TASK DESCRIPTION:
Extract every row below and reproduce each one word for word, with no changes.
— start —
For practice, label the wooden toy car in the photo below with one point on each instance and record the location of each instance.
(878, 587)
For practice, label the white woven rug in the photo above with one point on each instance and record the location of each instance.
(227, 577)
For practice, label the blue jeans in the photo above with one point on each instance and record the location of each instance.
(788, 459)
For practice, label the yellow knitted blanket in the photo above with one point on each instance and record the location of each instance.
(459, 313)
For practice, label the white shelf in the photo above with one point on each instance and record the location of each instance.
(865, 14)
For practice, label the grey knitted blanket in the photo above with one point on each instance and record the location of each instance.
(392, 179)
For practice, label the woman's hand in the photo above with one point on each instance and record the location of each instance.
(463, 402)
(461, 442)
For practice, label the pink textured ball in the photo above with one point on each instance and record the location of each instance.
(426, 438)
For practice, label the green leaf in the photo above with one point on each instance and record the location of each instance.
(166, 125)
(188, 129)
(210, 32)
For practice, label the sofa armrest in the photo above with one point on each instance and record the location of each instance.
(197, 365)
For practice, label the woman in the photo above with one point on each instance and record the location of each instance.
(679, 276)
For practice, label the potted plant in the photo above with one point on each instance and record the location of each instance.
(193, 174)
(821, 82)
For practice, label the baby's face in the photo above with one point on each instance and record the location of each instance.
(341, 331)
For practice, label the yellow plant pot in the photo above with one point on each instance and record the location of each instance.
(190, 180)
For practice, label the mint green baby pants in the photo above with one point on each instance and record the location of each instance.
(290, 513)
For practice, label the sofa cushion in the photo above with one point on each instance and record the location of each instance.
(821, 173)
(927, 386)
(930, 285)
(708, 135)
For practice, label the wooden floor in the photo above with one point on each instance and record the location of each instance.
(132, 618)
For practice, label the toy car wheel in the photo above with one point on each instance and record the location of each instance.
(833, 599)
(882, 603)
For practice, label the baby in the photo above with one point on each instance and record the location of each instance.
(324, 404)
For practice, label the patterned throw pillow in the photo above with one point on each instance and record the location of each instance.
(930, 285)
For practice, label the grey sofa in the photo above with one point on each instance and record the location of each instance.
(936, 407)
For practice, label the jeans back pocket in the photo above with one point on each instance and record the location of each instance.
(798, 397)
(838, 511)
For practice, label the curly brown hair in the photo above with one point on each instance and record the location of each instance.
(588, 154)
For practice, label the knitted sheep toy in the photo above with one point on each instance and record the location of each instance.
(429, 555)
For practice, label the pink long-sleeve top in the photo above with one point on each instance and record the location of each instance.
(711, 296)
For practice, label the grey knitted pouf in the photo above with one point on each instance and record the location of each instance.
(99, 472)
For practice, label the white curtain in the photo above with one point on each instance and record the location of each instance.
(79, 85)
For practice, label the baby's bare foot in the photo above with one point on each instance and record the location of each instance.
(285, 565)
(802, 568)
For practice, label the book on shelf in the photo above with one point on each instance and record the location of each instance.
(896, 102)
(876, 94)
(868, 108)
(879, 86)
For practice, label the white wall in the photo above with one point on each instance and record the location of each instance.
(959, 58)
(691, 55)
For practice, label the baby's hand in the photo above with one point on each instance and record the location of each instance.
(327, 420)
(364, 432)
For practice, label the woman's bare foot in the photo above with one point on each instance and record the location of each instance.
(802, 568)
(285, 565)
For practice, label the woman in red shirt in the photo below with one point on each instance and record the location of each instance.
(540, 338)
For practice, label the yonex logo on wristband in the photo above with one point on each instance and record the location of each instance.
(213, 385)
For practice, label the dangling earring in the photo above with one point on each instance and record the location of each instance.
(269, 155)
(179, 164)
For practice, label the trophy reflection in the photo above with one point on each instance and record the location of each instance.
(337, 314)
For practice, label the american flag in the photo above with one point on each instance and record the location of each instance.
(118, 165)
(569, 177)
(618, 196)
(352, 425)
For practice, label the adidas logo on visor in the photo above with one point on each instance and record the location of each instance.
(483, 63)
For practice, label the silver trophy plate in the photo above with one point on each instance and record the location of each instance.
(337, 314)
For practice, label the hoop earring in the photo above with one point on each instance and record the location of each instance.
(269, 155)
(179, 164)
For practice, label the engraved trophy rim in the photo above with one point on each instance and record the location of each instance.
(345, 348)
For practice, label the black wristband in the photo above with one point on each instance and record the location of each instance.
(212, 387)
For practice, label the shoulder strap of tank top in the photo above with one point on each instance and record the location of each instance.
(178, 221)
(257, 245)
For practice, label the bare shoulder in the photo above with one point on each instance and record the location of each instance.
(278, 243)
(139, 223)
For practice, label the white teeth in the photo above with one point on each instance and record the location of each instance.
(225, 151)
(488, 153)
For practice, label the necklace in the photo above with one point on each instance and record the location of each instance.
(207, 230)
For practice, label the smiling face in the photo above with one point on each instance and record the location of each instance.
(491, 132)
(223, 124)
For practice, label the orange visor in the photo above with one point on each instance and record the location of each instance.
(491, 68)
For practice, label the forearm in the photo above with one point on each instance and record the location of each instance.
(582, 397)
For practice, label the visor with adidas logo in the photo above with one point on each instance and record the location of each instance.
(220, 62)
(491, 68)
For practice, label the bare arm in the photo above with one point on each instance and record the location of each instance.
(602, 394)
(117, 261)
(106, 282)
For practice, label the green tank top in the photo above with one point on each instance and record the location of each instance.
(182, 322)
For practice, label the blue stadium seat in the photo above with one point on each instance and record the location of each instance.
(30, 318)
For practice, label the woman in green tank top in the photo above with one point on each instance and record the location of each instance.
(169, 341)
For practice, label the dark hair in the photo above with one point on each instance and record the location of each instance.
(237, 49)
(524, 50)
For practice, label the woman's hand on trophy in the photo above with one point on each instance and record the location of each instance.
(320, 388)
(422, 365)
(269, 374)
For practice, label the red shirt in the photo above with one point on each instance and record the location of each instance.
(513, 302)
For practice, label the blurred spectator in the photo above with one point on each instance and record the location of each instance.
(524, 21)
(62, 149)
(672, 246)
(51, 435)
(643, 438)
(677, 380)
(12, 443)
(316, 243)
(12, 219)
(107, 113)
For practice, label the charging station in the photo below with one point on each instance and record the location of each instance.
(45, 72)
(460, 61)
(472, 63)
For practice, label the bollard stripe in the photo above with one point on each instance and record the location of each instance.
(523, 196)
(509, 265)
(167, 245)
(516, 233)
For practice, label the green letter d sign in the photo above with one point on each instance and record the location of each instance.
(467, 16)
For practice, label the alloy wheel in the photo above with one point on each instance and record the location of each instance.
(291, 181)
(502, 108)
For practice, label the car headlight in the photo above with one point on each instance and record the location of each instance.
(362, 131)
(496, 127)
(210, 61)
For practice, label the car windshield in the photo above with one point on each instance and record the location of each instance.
— end —
CORRECT RESULT:
For practice, label the wooden toy car in the photo below with one point on each instance and record the location of each instance.
(878, 587)
For practice, label the white woven rug in the photo above with one point on each instance and record the location of each instance.
(227, 577)
For practice, label the blue jeans in the photo above with one point on each instance and record the location of each instance.
(788, 459)
For practice, label the yellow knitted blanket in the photo above with one point on each instance and record the location of each instance.
(459, 313)
For practice, label the white shelf in the photo above with one point on each instance and record the location of each instance.
(865, 14)
For practice, label the grey knitted blanket in the photo above with one point on each instance and record the location of each instance.
(392, 179)
For practice, label the woman's hand in the photo above with one point on each instance and record the location of each instance.
(463, 402)
(461, 442)
For practice, label the pink textured ball in the photo above with one point on each instance and record the location of each instance.
(426, 438)
For practice, label the green leaf in the photo above with one point on each instance and record the location of each instance.
(166, 125)
(188, 129)
(210, 32)
For practice, label the sofa armrest in the photo above with one point on each instance and record the location of each instance.
(197, 365)
For practice, label the woman in the photo above with one point on each instance and record the location of each instance.
(679, 276)
For practice, label the potted plant in the photo above with one point on each instance and record the location of each instance.
(193, 174)
(821, 82)
For practice, label the baby's face in the photo above with one point on each instance and record the location of each instance.
(341, 331)
For practice, label the yellow plant pot in the photo above with one point on each instance and record the location of each instance.
(190, 180)
For practice, label the mint green baby pants in the photo above with one point on each instance and record the location of each instance.
(290, 513)
For practice, label the sofa cushion in the photo above with one point on each instance and record the location of each instance.
(821, 173)
(927, 386)
(930, 285)
(708, 135)
For practice, label the wooden floor in the photo above with one point on each instance and record the location of each instance.
(132, 618)
For practice, label the toy car wheel in the photo above with one point on each instance and record the location of each instance.
(833, 599)
(882, 603)
For practice, label the baby in the photo above with one point on each instance and record the location of each instance.
(324, 404)
For practice, label the patterned throw pillow in the photo above with one point on each instance and record the location of each instance.
(930, 285)
For practice, label the grey sofa in the photo above with one point on each instance and record the location of each instance.
(936, 407)
For practice, label the jeans back pocket in the photo above with one point on each instance and record the location of each instance.
(798, 397)
(838, 511)
For practice, label the curly brown hair in the photo above with one point on each instance and record the location of each instance.
(588, 154)
For practice, label the knitted sheep toy in the photo above with one point on each instance and record the location of each instance.
(429, 555)
For practice, label the pink long-sleeve top in the photo above with one point on each instance and record the location of each instance.
(711, 296)
For practice, label the grey knitted pouf in the photo above with one point on each instance and record the location of each instance.
(99, 472)
For practice, label the white curtain in the photo above with one point on each instance and record the location of each instance.
(79, 85)
For practice, label the baby's bare foot in the photo above with one point on each instance and record the location of each instance.
(285, 565)
(802, 568)
For practice, label the book on shelf in the photo above with one point on each instance and record the location of each instance.
(896, 102)
(876, 94)
(868, 108)
(879, 86)
For practice, label the white wall in the photo above with one point on each instance and record the location of each instance.
(959, 58)
(691, 55)
For practice, label the baby's hand in the photo above with one point on each instance and record the location of each instance.
(327, 420)
(364, 432)
For practice, label the woman's bare foot in the photo above with one point on each instance and record the location of each instance.
(802, 568)
(285, 565)
For practice, label the woman in red shirt in the photo below with one point on each instance and record the location of each instance.
(540, 338)
For practice, label the yonex logo on wristband in the photo above with one point on each instance and record the location of each instance.
(213, 385)
For practice, label the dangling earring in the photo above with one point on each instance and record the location of each instance.
(269, 155)
(179, 164)
For practice, label the trophy reflection in the photo above with one point on each instance and record the location of each instance.
(337, 314)
For practice, label the american flag in the photo above with one point on each instance and record the location of each instance.
(118, 165)
(569, 177)
(618, 196)
(352, 425)
For practice, label the adidas logo on visor in the photo above with one point on each instance and record the location of each instance.
(483, 63)
For practice, label the silver trophy plate in the photo above with one point on each instance and record the location of each instance.
(337, 314)
For practice, label the hoop earring in the photo above with one point on each instance and record the location of each instance.
(269, 155)
(179, 164)
For practice, label the engraved trophy rim in the photo above with one point on each instance and record the location of each instance.
(345, 348)
For practice, label the black wristband in the photo above with one point on each instance and record the location of each instance.
(212, 387)
For practice, label the shoulder strap of tank top in the photo above with one point on each instance and record the location of each instance.
(178, 221)
(257, 245)
For practice, label the bare shoulder in the photo above with one point on each instance and record the location of each instance.
(278, 243)
(139, 223)
For practice, label the white teeth in the photo above with one point on each instance and record the location of each instance.
(225, 151)
(488, 153)
For practice, label the necklace in the photo above with one point on each instance and record the location of each instance.
(207, 230)
For practice, label the smiling face in the photo above with one point on each instance and record the location of each instance.
(491, 132)
(223, 124)
For practice, label the orange visor in the photo above with one point on each instance and record the location of each instance.
(491, 68)
For practice, label the forearm in the photo above with one point on each instance and record the location of each instance.
(582, 397)
For practice, label the visor with adidas logo in the photo above with one point on each instance and record the location of each instance.
(220, 62)
(491, 68)
For practice, label the bare arm in the photo above with one point on each instance and record the location of each instance.
(602, 394)
(117, 261)
(106, 282)
For practice, label the green tank top in the photo above with one point on each instance and record the location of each instance.
(182, 322)
For practice, label the blue stadium seat in the photo above with one point on each instance and record the location of each instance.
(30, 318)
For practice, label the woman in green tank top in the photo above with one point on each instance and record the location of each instance.
(169, 341)
For practice, label the dark hair in the photo above with one point on each instance and record the location of each instance.
(237, 49)
(524, 50)
For practice, label the woman's hand on trophy in the photo above with one point on each instance and record the location of each instance.
(320, 388)
(422, 365)
(269, 374)
For practice, label the red shirt in the photo above with one point on each instance and record the location of each instance.
(513, 302)
For practice, label the blurred spectator in the photo above with one point on each instance and record the location of each instance.
(524, 21)
(62, 149)
(672, 246)
(51, 435)
(643, 438)
(677, 380)
(12, 443)
(316, 243)
(12, 219)
(107, 113)
For practice, label the charging station in the photo below with one point on each instance and record the location of each instance.
(45, 72)
(460, 61)
(472, 63)
For practice, label the bollard stripe in the photo above with one point on each instance and record the location of each instance.
(523, 196)
(509, 265)
(167, 245)
(516, 233)
For practice, label the green letter d sign in the photo above with one point on each instance and record the location of each instance.
(467, 16)
For practice, label the alloy wheel in the photo above with one point on each instance and record the location of each instance.
(291, 181)
(502, 108)
For practice, label the car headlight in the photo above with one point on each instance and record the location of each instance.
(362, 131)
(496, 127)
(210, 61)
For practice, label the car windshield in the photo above with one point on each instance and record the location of each instance.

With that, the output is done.